### [Text passage]
=-=-=-=-=

AO-assisted en face imaging, including AO flood illumination fundus camera and AOSLO, is a powerful tool for research on AMD that may also play an important role in diagnosis and treatment of AMD in large clinical settings.47 The major benefit of AO imaging is high spatial resolution that enables AO correction for aberrations caused by the ocular optical defects.24,48 Complex light scattering, light reduction, and pupil irregularity caused by cataract, posterior capsular opacification of the IOL, and capsulotomy cannot be compensated by the AO. Confocal imaging rejects out-of-focus scattering, thereby enhancing image contrast of cone structure and optical properties.24 In a previous study of AMD using AOSLO, subjects were carefully selected by an experienced clinical expert to have a pupil ≥7 mm and to lack dense cataract or other media opacities.49 In this study, a relatively large number of older subjects were enrolled. The main initial assessment of optical quality was visual acuity on medical records (normal 20/25, AMD 20/400). Subjects underwent no further examination of optical media before AOSLO imaging. Although the percentage of eyes in which AOSLO did not acquire useful images may seem large (33 eyes in 25 consented subjects, 21% of the sample), 18 eyes were not imaged due to nontechnical reasons that might occur in any study of older adults. Since AOSLO's image resolution is fundamentally determined by the pupil size, a large pupil is desirable, which is typically achieved by pharmacologic dilation. If the pupil is small, e.g., <5 mm (11 eyes, seven subjects), the benefit of the AO is diminished. Thus we strive to image eyes with a pupil large enough to take advantage of AO, and we used mydriatic drugs (1.0% tropicamide and 2.5% phenylephrine) most commonly used in ophthalmic and optometric practices.

=-=-=-=-=

### [Extracted material]
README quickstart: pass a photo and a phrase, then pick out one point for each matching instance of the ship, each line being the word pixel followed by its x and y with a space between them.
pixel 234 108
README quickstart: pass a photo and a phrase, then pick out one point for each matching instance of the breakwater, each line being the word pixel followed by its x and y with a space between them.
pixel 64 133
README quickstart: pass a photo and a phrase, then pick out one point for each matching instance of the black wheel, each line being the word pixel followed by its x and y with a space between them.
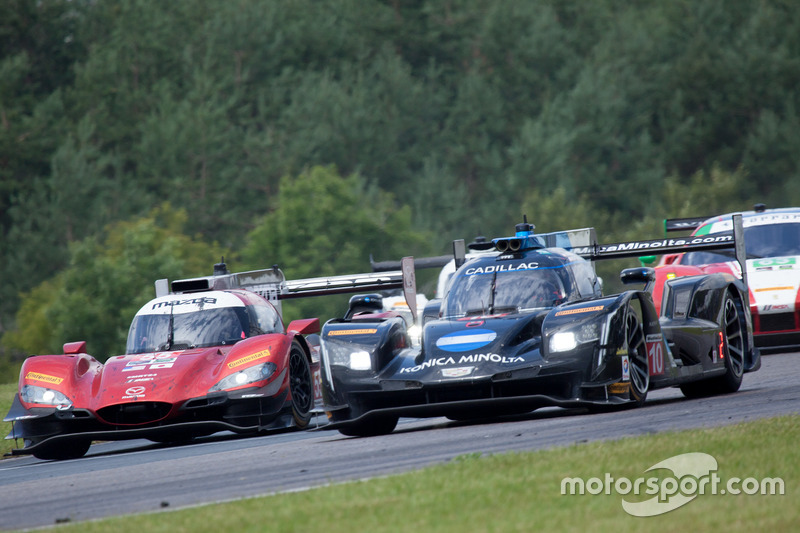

=-=-=-=-=

### [Work task]
According to the passage on adaptive optics imaging of AMD, which mydriatic drugs were used to dilate the pupils?

### [Task response]
1.0% tropicamide and 2.5% phenylephrine.